Cluttons report says fall in demand has led to capital value corrections in most of the emirate’s submarkets
The global economic anxiety and growth slowdown across regional markets has played a significant role in the decreased demand for industrial real estate in Dubai, according to a new report.
Real estate consultancy Cluttons said this has led to capital value corrections in most of the emirate’s submarkets.
Cluttons’ bi-annual Dubai Industrial Market Bulletin for Spring 2017 showed that activity in the sector has curtailed, despite it being among the most resilient in the emirate over the last two years.
The research said that values are still perceived to be lean however, and noted that some opportunistic purchasers are now making acquisitions in secondary submarkets.
Faisal Durrani, head of research at Cluttons said: “Aside from a natural cyclical correction that was inevitable in the industrial market, a surge in newly completed warehouse space over the last year or two has prompted a flight to quality amongst existing occupiers, creating a growing pool of more secondary space, which is slow to let. This is driving a growing gulf in rents between older stock and state-of-the-art, modern warehouse facilities.
“While we expect the weakness to linger this year, opportunistic investors have been quick to capitalise on the quieter conditions, prompted by sliding capital values, particularly in more secondary locations where values are perceived to be lean,” he added.

### Problems and tasks
- a) Translate this sentence from the Dubai industrial real estate report into Spanish: "Real estate consultancy Cluttons said this has led to capital value corrections in most of the emirate’s submarkets."
- b) In the Dubai industrial real estate report, rewrite the part starting with "The research said" and going on through "in secondary submarkets.", swapping "purchasers" for "buyers".
- c) Extend the Dubai industrial real estate report by a few sentences, picking up after its final quoted remark.
The listing that follows comes from a separate source.

### Recorded data
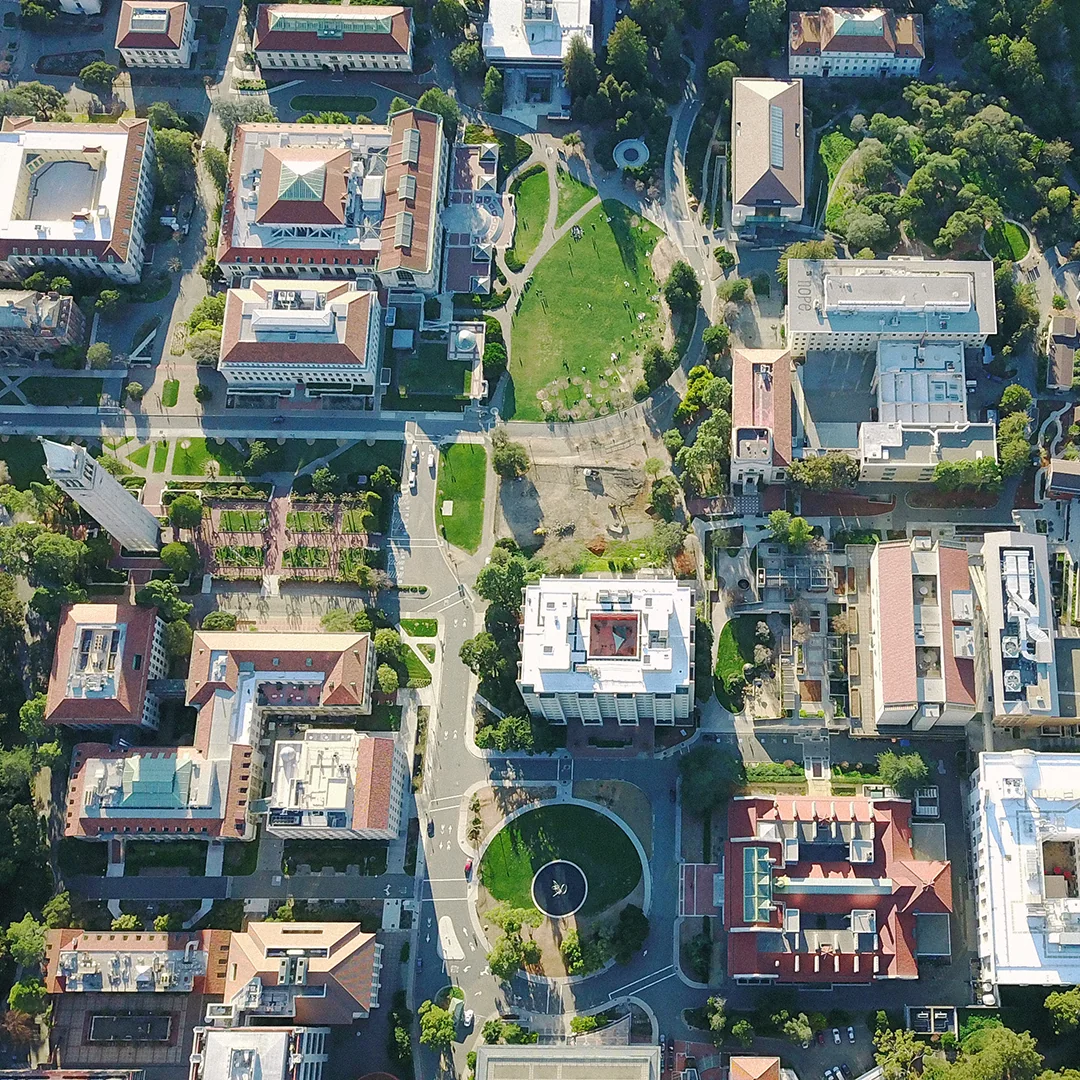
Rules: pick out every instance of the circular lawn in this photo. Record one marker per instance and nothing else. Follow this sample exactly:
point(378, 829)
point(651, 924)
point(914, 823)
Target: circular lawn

### Answers for each item
- a) La consultora inmobiliaria Cluttons afirmó que esto ha provocado correcciones de los valores de capital en la mayoría de los submercados del emirato.

- b)
The research said that values are still perceived to be lean however, and noted that some opportunistic buyers are now making acquisitions in secondary submarkets.

- c)
The report showed certain stocks in JAFZA faced price drops of up to 20 percent over the course of 2016, largely due to the migration of occupiers from older to newer facilities within the area.
Murray Strang, head of Cluttons Dubai said: “Despite the sluggish conditions, we continue to record an interest from international occupiers trying to gain a foothold in the market as they still view Dubai as the primary gateway to the Middle East and Africa.
“In particular, logistics and distribution centres remain popular amongst retailers and food and beverage occupiers, buoyed by the strength of Dubai’s tourism & hospitality market. To an extent, logistics and distribution have compensated for weakness in other industrial sub-sectors, such as manufacturing, heavy-metals, and oil and gas.”
He added: “We expect logistics and distribution assets to continue to perform well over the course of the year, driven by an active domestic economy and sustained growth in the tourism and hospitality sector. The looming 2020 World Expo should aid the emergence of a more stable picture towards the end of 2017.”